Exercise objective >>
Every entry should be returned exactly. Omit none of them.

Data supplied >>
────────

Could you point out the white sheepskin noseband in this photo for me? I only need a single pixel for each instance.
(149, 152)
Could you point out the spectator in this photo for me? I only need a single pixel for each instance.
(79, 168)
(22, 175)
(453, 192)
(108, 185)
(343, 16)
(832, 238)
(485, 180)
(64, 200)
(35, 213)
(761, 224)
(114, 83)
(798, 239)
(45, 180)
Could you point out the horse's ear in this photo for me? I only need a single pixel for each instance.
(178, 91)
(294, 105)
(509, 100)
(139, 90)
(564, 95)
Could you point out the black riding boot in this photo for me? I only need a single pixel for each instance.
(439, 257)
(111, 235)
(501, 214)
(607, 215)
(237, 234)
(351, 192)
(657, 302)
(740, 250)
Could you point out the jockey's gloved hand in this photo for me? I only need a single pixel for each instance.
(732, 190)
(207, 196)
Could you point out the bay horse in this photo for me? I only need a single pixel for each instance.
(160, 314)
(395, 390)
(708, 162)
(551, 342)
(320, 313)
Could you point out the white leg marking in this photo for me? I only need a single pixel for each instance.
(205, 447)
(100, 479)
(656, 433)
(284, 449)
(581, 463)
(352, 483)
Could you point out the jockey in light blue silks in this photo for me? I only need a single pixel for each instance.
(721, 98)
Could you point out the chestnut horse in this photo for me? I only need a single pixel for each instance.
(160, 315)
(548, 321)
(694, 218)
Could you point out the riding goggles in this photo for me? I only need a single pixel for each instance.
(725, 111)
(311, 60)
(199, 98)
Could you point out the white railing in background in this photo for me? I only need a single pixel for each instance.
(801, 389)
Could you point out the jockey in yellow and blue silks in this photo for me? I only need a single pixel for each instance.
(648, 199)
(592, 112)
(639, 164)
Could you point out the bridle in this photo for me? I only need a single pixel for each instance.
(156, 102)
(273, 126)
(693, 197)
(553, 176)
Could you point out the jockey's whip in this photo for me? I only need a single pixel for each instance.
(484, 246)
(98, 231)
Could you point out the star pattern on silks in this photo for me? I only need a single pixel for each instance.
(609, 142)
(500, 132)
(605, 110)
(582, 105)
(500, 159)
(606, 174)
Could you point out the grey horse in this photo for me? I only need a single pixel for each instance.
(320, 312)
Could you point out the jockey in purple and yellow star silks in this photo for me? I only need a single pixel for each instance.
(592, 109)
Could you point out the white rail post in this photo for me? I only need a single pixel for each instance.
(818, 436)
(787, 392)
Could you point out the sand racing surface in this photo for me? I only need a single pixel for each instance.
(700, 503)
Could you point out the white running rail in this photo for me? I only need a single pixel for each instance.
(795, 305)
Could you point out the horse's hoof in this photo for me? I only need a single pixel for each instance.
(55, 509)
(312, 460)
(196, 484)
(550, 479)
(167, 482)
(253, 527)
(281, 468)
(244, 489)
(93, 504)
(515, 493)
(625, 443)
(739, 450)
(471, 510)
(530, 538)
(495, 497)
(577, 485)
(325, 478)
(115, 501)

────────

Worked solution >>
Could you point out the white sheepskin noseband in this photo for me? I only need a single pixel for each instance.
(149, 152)
Could you point out the spectator in this photo for me? I only need a single pixel for each instance.
(79, 168)
(22, 175)
(453, 192)
(108, 185)
(343, 16)
(832, 238)
(485, 180)
(64, 200)
(35, 213)
(761, 224)
(114, 83)
(798, 239)
(45, 180)
Could you point out the horse's ear in this photo for me? I only need a single pixel for each instance.
(178, 91)
(294, 105)
(509, 100)
(139, 90)
(564, 95)
Could you point out the black riding boot in this photo for me? I only need a single pixel for each instance.
(439, 257)
(111, 235)
(501, 214)
(607, 215)
(237, 234)
(351, 192)
(657, 302)
(740, 250)
Could you point out the jockey's gloved hand in this photo for me? I only need a single pixel for each instance.
(732, 190)
(207, 196)
Could you point out the bay horse in this photo for me? I only need a single pixel for each instance.
(160, 314)
(395, 390)
(708, 162)
(551, 342)
(320, 313)
Could you point out the white leg marking in this photo for me? I only need a single pixel for each instance.
(205, 447)
(100, 479)
(656, 433)
(284, 449)
(581, 463)
(352, 483)
Could you point out the jockey in light blue silks in this photo for me? I only need a single pixel for each instance.
(721, 98)
Could you point out the chestnut horse in this photo for me? I only need a single pixel for each instance.
(160, 315)
(548, 321)
(694, 218)
Could you point out the riding goggles in this photo for me? I only need a single pixel for each instance.
(725, 111)
(311, 60)
(199, 98)
Could you point out the white railing in background in this photo for me? I only need a single pixel for each instance.
(801, 389)
Could you point out the jockey in yellow and blue silks in this photo for me? I only need a single pixel for each instance.
(648, 199)
(592, 112)
(639, 164)
Could you point out the bridle in this photo for me? I only need a single pixel for each instance.
(156, 102)
(273, 126)
(693, 197)
(553, 176)
Could you point out the jockey's whip in this photo for me? I only need a single pixel for each instance.
(484, 246)
(98, 231)
Could you point out the star pattern on silks in this photo for me? I only need a single pixel for each instance.
(609, 142)
(500, 132)
(605, 110)
(582, 105)
(500, 159)
(606, 174)
Could you point out the grey horse in this photo for me? I only need a single pixel for each instance.
(320, 312)
Could you point out the jockey in purple and yellow star silks in this photo for me? I only need a single pixel for each instance.
(592, 109)
Could you point out the white rail post in this photo for me? I only need a single pixel for each instance.
(818, 436)
(787, 392)
Could you point out the sand racing surface in this photo for me? I only need a single pixel for each instance.
(700, 503)
Could you point out the white running rail in this photo for me? I only need a single pixel for each instance.
(795, 305)
Could you point out the horse's hoof in this photo for me? I only need a single pixel for each instance.
(55, 509)
(312, 460)
(196, 484)
(550, 479)
(167, 482)
(253, 527)
(281, 468)
(244, 489)
(93, 504)
(515, 493)
(625, 443)
(739, 450)
(471, 510)
(530, 538)
(495, 497)
(577, 485)
(325, 478)
(115, 501)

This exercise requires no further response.